# DATA SHOWN
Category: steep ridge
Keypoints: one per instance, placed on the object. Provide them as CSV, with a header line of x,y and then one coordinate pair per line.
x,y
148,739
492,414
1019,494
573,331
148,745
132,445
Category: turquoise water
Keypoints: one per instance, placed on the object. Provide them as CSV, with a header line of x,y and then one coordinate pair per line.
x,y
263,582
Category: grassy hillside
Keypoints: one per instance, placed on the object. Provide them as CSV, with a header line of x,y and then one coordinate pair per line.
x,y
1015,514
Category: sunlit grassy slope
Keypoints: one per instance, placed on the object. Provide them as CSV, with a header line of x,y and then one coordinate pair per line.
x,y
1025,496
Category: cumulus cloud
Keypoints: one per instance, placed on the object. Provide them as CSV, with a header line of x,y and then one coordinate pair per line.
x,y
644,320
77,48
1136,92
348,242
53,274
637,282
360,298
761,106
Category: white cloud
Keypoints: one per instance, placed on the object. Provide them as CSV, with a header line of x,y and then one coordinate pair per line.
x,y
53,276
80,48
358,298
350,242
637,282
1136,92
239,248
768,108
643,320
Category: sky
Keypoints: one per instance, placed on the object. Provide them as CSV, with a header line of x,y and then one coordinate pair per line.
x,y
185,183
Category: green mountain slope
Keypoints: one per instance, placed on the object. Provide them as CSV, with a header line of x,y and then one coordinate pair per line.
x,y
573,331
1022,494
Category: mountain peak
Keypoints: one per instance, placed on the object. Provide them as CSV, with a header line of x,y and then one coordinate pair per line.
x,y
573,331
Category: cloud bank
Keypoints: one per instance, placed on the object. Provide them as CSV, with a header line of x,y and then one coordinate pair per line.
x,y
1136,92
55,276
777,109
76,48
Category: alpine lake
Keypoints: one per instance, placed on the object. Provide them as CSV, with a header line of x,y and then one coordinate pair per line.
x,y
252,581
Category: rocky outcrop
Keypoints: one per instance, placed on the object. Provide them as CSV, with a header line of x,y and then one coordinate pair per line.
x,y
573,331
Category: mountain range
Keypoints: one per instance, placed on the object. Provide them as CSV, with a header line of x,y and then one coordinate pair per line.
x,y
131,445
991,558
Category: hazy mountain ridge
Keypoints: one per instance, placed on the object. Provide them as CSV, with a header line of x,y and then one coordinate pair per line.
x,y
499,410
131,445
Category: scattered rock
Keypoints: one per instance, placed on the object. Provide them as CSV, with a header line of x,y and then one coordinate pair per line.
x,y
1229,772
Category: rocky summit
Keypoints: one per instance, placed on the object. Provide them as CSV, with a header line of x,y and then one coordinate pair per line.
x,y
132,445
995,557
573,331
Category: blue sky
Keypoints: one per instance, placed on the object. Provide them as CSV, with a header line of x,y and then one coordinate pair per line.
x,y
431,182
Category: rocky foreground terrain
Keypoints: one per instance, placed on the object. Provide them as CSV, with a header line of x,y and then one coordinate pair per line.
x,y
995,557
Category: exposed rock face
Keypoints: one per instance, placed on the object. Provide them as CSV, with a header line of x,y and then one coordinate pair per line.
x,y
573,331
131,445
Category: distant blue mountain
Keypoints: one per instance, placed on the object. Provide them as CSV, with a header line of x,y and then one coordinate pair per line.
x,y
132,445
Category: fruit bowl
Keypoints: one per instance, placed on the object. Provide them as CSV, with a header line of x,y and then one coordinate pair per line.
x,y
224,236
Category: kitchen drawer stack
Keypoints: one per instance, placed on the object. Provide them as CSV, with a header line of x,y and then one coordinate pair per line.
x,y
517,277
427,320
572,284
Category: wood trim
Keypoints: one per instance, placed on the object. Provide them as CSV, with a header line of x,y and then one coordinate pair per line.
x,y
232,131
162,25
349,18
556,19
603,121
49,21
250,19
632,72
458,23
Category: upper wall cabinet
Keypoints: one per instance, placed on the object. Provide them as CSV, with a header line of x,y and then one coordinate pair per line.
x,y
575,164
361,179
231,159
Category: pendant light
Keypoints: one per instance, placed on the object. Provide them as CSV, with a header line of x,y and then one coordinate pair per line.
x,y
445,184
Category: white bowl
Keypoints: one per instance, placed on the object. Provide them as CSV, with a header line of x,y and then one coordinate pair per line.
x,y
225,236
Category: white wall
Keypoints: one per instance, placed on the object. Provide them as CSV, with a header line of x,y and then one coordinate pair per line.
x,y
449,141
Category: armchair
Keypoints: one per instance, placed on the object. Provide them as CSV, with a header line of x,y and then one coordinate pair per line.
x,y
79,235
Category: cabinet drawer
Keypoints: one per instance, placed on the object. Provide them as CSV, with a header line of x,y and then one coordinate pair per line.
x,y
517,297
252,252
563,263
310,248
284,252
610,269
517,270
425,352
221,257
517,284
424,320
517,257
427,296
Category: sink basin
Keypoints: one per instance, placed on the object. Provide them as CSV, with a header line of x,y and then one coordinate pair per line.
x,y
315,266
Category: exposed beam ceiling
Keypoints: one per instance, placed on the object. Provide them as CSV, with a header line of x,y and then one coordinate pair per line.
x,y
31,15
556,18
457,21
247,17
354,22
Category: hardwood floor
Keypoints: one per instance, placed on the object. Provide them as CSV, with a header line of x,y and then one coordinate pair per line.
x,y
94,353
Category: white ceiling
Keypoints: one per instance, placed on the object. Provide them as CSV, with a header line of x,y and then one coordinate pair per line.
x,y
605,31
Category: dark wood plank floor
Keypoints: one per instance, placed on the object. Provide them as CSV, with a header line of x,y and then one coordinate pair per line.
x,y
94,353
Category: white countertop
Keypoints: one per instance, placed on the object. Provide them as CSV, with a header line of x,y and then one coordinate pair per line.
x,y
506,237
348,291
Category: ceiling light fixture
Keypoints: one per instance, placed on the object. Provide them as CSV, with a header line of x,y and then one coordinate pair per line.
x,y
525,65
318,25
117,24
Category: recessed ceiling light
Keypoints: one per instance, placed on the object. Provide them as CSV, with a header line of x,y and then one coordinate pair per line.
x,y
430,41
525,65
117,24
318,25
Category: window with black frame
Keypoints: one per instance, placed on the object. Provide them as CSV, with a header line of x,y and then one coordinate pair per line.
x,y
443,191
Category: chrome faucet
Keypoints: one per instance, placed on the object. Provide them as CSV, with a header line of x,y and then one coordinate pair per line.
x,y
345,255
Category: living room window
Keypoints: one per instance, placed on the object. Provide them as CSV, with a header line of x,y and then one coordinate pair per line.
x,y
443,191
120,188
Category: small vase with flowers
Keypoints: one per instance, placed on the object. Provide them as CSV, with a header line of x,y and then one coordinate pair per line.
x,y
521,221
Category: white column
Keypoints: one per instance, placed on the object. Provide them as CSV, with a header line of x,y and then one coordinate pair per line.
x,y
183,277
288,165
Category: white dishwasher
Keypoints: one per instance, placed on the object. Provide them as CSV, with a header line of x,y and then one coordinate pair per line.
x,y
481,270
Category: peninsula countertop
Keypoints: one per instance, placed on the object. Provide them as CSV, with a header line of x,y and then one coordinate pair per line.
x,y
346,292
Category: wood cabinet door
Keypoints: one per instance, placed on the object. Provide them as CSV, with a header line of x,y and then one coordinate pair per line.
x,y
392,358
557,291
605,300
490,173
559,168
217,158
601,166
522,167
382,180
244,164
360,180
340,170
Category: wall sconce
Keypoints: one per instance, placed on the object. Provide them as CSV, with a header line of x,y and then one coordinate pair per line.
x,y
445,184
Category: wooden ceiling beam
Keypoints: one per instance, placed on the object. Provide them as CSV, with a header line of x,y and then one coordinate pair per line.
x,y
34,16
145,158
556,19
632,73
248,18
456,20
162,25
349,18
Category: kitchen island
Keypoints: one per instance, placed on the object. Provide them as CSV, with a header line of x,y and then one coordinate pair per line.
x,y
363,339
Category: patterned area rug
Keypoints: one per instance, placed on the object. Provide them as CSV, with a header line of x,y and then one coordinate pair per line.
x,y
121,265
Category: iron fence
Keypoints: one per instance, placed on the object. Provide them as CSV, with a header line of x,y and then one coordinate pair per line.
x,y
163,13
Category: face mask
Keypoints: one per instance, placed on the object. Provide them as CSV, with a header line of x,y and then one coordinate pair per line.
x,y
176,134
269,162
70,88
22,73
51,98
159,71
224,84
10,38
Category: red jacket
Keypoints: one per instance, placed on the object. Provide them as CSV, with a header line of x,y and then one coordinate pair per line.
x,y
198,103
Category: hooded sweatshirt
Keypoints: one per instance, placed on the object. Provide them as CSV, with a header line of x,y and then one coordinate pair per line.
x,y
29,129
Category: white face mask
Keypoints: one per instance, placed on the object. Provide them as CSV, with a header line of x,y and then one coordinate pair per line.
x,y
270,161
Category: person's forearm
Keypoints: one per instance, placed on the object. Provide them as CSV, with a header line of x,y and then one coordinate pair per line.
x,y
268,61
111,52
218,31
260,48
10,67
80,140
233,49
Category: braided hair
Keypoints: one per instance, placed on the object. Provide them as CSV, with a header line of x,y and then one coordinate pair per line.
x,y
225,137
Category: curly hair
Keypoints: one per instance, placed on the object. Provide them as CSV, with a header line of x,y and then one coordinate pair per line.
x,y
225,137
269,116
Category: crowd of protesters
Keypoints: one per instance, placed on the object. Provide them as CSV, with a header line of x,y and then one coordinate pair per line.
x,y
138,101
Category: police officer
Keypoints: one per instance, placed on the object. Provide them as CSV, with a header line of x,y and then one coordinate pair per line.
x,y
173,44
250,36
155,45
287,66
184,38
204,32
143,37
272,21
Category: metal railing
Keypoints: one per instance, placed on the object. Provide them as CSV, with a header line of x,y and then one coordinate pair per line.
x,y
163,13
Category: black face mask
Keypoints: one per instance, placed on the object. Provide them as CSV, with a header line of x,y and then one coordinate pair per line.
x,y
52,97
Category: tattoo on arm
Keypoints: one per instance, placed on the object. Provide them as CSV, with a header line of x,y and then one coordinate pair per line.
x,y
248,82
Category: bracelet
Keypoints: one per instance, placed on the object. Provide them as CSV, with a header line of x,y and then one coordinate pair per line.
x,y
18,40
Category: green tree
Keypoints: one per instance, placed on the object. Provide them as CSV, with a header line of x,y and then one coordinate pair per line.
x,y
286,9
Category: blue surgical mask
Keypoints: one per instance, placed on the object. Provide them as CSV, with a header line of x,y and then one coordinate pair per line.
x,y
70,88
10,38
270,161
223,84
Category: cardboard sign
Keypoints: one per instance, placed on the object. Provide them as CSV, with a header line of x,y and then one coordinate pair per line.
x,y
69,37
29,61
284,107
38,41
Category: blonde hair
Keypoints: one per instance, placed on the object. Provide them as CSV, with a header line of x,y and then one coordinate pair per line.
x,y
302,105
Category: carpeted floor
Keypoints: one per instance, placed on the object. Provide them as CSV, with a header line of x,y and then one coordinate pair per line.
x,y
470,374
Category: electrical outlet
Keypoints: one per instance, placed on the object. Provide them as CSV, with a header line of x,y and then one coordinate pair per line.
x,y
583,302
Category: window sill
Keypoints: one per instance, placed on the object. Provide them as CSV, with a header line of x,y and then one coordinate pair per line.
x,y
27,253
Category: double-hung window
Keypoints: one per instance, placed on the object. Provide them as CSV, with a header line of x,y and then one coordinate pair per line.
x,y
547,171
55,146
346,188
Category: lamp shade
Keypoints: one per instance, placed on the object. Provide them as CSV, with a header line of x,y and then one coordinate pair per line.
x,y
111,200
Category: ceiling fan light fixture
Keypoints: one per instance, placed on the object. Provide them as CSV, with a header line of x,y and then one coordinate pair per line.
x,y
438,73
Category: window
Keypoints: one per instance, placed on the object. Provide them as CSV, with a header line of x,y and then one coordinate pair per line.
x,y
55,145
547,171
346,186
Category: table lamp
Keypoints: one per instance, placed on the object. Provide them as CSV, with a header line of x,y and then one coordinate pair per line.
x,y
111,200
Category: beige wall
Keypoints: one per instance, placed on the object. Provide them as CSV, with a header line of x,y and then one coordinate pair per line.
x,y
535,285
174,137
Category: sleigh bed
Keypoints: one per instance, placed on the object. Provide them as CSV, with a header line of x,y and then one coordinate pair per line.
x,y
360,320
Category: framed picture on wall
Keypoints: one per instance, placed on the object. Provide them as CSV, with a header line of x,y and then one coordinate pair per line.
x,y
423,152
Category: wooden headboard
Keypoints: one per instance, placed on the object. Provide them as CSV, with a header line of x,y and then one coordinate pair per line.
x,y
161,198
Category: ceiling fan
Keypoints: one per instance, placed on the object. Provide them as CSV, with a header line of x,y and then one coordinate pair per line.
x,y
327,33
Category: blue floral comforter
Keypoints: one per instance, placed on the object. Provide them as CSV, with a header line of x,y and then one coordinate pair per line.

# REQUIRED WORK
Scan the material and collect every line that contains "lamp".

# ANSWER SECTION
Category: lamp shade
Category: table lamp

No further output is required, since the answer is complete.